== Description of the task ==
Can you render the part of the rows that opens with the line containing "of arch and" and closes with the line containing "[[176, 20], [776, 167]]", with both of those lines included, as a Markdown table with the columns Number and Line? Leave out any blank lines.
.....
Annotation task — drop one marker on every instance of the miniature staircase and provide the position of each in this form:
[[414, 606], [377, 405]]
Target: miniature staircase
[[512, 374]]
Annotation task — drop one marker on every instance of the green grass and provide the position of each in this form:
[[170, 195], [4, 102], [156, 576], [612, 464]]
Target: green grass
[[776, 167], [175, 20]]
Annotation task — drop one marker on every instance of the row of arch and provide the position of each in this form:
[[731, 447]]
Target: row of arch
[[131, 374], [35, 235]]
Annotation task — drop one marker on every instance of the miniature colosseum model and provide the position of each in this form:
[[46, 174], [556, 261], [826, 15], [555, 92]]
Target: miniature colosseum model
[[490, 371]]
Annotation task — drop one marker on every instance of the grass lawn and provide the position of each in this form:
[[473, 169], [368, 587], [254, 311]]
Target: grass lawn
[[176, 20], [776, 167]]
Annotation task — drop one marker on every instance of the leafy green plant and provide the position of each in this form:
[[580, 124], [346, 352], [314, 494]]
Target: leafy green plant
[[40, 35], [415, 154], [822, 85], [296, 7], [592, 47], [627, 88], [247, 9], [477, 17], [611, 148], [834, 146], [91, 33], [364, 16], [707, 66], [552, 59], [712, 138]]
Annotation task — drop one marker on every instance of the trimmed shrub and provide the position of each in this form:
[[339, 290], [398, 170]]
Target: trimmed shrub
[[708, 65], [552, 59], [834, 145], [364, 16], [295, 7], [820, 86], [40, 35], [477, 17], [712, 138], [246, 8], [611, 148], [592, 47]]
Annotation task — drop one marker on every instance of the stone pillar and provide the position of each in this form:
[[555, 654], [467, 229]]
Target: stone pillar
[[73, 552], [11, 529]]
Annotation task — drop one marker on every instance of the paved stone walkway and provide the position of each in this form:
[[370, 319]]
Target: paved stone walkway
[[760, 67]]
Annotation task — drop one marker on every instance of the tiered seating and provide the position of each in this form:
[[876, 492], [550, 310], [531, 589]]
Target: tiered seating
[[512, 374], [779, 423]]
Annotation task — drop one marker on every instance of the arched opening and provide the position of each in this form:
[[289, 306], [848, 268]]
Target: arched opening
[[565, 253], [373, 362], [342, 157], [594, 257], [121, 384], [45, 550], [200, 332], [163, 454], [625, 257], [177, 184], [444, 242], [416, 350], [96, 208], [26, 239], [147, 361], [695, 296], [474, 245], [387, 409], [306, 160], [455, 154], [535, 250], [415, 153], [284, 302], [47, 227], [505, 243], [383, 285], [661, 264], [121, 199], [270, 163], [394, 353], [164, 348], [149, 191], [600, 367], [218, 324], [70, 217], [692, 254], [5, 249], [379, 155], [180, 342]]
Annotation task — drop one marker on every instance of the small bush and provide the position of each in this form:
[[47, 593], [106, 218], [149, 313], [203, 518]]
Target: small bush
.....
== Task response ==
| Number | Line |
|---|---|
| 1 | Annotation task — drop one marker on every instance of the row of arch and provide the position of each in this form: |
| 2 | [[731, 447]] |
| 3 | Target: row of arch |
| 4 | [[131, 374], [35, 235]] |
| 5 | Annotation task — drop one marker on every instance of the miniature colosseum model and provide the position of each in this form: |
| 6 | [[46, 174], [556, 261], [826, 15], [555, 92]] |
| 7 | Target: miniature colosseum model |
| 8 | [[490, 371]] |
| 9 | Annotation task — drop one marker on every instance of the grass lawn and provide the position of each in this form: |
| 10 | [[473, 169], [368, 587], [254, 311]] |
| 11 | Target: grass lawn |
| 12 | [[176, 20], [776, 167]] |